### Directive:
List every line of the records below that contains the string "Target", reproducing each such line in full.

### Data lines:
* START *

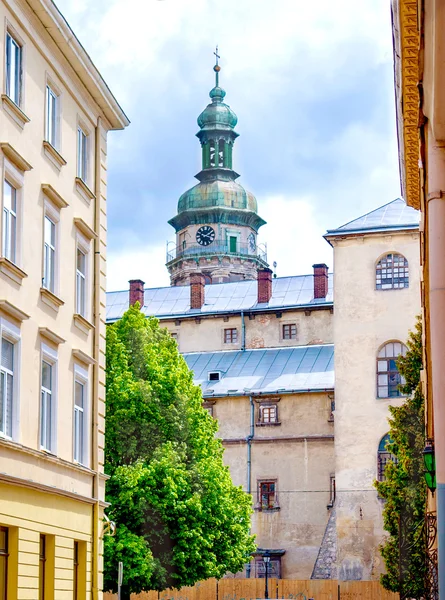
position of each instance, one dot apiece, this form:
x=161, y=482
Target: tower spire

* END *
* START *

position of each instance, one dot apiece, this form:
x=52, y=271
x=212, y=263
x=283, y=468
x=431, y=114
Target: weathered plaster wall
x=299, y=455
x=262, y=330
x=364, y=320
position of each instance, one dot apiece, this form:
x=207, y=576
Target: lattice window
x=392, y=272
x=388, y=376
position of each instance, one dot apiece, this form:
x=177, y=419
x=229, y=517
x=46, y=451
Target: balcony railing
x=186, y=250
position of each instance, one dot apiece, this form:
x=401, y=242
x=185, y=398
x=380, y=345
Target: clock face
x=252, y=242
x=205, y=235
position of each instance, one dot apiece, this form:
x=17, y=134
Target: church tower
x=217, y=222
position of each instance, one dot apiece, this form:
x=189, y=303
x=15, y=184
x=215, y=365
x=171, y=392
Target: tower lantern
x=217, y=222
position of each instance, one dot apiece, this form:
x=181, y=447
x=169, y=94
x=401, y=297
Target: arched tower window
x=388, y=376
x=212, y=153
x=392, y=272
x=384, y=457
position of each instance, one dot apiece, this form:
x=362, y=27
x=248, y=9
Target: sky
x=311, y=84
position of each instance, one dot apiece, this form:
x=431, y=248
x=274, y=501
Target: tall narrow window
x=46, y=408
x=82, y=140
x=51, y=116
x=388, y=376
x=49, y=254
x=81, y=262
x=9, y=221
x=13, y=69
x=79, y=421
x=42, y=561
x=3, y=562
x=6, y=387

* END *

### Problem solution:
Target: tower spire
Target: weathered plaster wall
Target: lattice window
Target: balcony railing
Target: clock face
Target: church tower
Target: tower lantern
Target: arched tower window
Target: sky
Target: tall narrow window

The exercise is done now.